-- start --

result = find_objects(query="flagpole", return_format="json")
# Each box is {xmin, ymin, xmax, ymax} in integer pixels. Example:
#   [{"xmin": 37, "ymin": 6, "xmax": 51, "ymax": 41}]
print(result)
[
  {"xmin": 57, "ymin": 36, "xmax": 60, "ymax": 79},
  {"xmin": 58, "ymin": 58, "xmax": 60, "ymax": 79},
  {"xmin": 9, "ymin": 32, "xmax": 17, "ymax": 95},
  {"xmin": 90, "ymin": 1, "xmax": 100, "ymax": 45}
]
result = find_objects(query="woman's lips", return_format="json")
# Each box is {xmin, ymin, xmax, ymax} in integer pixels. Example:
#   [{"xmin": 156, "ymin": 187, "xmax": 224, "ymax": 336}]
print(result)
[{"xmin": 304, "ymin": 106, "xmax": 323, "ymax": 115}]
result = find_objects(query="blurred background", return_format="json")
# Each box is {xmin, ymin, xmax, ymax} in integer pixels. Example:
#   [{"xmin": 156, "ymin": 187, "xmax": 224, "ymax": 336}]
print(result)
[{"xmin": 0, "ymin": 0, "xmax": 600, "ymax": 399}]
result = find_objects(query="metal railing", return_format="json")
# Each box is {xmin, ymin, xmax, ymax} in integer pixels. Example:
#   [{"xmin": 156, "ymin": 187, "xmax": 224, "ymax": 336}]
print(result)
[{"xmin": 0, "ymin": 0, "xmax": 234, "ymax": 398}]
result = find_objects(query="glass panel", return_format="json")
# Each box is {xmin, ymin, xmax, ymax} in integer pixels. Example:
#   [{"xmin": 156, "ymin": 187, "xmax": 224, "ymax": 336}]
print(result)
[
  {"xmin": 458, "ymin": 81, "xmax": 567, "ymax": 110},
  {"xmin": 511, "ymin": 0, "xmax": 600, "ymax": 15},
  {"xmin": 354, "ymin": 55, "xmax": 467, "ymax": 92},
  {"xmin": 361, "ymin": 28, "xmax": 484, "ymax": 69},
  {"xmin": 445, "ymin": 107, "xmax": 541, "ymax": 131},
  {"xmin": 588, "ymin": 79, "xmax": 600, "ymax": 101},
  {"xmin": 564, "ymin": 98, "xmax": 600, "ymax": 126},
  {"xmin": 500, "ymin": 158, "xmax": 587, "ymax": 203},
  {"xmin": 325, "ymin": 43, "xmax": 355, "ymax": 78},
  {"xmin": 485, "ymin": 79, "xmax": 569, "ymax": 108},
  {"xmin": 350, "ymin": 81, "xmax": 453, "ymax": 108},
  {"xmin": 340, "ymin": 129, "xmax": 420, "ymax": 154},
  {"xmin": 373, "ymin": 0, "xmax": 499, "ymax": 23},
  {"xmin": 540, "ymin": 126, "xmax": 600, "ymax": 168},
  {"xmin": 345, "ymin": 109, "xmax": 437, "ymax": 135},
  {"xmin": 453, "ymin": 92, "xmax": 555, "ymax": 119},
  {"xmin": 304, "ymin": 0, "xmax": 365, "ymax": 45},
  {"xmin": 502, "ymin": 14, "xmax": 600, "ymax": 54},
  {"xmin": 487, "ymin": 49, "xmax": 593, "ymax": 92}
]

-- end --

--- YOUR INSTRUCTIONS ---
Tally the lines in the data above that contain the string "query", counting a match only when its case is the same. Reply with the number alone.

--- OUTPUT FOR THIS TASK ---
5